*Source document:*
PGLS regression with sampling error

Following some discussion of the topic on the R-sig-phylo special interest group email listserve, I decided to try and program the PGLS regression method for sampling error in X & Y described originally in a paper by Tony Ives, Peter Midford, and Ted Garland in Systematic Biology (Ives et al. 2007). Even though Ives et al. worked out all the hard parts, this was not a completely trivial undertaking as some of the details were a little difficult to work through. In addition, I first tried to program this as custom correlation structure to use with nlme::gls. It's wholly possible that one might be able to do this in theory, but I was not able to (although I did learn a bit about how these correlation structures are written).

*Instructions:*
- 1) In one to three sentences, explain why the post on PGLS regression with sampling error calls programming the Ives et al. method not a completely trivial undertaking.
- 2) Please extend the post on PGLS regression with sampling error, starting right after its final sentence.
The data has no connection to the post on PGLS regression with sampling error.

*Input data:*
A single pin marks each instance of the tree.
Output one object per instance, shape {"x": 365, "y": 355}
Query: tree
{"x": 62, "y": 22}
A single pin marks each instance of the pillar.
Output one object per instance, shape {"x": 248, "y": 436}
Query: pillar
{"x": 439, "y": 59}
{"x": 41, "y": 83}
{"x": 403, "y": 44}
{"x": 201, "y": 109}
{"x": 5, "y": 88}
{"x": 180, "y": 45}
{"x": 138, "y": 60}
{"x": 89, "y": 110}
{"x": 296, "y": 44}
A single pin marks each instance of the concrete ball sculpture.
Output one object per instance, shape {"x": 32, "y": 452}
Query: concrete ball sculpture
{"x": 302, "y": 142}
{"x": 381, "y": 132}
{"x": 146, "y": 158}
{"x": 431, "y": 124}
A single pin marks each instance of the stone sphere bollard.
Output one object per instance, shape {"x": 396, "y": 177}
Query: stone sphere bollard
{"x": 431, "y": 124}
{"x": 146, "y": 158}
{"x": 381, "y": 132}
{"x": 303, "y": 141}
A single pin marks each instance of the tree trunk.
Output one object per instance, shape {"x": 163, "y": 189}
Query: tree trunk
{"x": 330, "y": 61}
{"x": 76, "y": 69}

*Responses to the tasks:*
- 1) Ives et al. had worked out all the hard parts, but some of the details were still a little difficult to work through. On top of that, the writer first tried to program it as a custom correlation structure for nlme::gls and was not able to make that work.

- 2)
In the end, I did this the old fashioned way, and it seems to work (at least, it converges on standard PGLS when sampling error is zero; and it recovers estimates close to the generating parameter values when sampling error is included for in simulation and accounted for during estimation). Unfortunately, I have so far only programmed bivariate regression. It is theoretically straightforward to extend to multivariable regression, with the caveat that optimizing the likelihood function requires inversion of a covariance matrix whose dimensions scale with N × (p+1) for p independent variables. The optimization is also multidimensional because we simultaneously need to maximize the likelihood the for the rates of evolution in x and y (σ_x², σ_y²), the regression slope (b₁) and the states at the root for x and y (a). We don't need to separately estimate b₀ - we can just get it from the root values and the slope.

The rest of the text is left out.